PROBLEM TO SOLVE:
Take the material below and restate it word for word, stopping after the line in which "Phrase -- stack of cans" occurs.

==*==

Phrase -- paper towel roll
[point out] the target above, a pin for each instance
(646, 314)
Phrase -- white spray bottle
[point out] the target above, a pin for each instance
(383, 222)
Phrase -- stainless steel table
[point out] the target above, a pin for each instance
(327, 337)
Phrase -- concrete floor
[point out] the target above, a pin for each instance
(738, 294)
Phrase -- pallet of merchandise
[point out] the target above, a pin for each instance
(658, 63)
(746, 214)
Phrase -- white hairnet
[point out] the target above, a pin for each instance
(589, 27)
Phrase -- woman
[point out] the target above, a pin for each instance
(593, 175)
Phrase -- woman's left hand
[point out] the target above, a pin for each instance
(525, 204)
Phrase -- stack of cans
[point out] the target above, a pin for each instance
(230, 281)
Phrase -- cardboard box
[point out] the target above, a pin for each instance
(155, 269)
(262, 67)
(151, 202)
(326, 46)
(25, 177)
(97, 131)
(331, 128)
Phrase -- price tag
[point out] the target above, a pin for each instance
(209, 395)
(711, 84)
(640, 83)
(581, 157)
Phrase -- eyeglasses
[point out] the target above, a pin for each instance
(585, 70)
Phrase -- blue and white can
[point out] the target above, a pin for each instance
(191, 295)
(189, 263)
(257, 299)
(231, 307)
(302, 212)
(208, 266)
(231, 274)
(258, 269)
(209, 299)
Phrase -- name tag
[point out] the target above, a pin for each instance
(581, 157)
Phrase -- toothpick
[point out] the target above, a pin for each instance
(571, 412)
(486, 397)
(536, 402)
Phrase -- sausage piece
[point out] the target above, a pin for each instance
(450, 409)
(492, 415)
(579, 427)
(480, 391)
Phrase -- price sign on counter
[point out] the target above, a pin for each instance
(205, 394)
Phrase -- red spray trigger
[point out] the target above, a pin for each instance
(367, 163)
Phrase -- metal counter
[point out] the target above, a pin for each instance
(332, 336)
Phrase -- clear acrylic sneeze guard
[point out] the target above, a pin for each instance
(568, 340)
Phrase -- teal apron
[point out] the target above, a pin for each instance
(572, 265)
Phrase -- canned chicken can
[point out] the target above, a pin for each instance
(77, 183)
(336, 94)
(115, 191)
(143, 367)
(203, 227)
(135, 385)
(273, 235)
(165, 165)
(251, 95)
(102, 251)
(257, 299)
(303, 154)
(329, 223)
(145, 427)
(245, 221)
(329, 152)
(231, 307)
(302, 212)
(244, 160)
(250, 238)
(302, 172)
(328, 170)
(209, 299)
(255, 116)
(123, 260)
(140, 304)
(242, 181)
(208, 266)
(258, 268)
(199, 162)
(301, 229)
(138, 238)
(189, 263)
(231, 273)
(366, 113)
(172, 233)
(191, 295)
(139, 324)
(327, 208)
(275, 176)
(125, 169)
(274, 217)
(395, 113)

==*==

TASK RESPONSE:
Phrase -- paper towel roll
[point out] the target above, a pin for each instance
(646, 314)
Phrase -- white spray bottle
[point out] the target above, a pin for each instance
(383, 222)
Phrase -- stainless steel table
[point out] the target above, a pin for each instance
(327, 337)
Phrase -- concrete floor
[point out] the target above, a pin for each instance
(738, 294)
Phrase -- pallet of merchandise
[point out] the target above, a pin for each instance
(658, 63)
(746, 214)
Phrase -- white hairnet
[point out] the target above, a pin for each instance
(589, 27)
Phrase -- woman
[point out] the target above, a pin for each instance
(593, 175)
Phrase -- woman's left hand
[point out] the target above, a pin for each instance
(525, 204)
Phrase -- stack of cans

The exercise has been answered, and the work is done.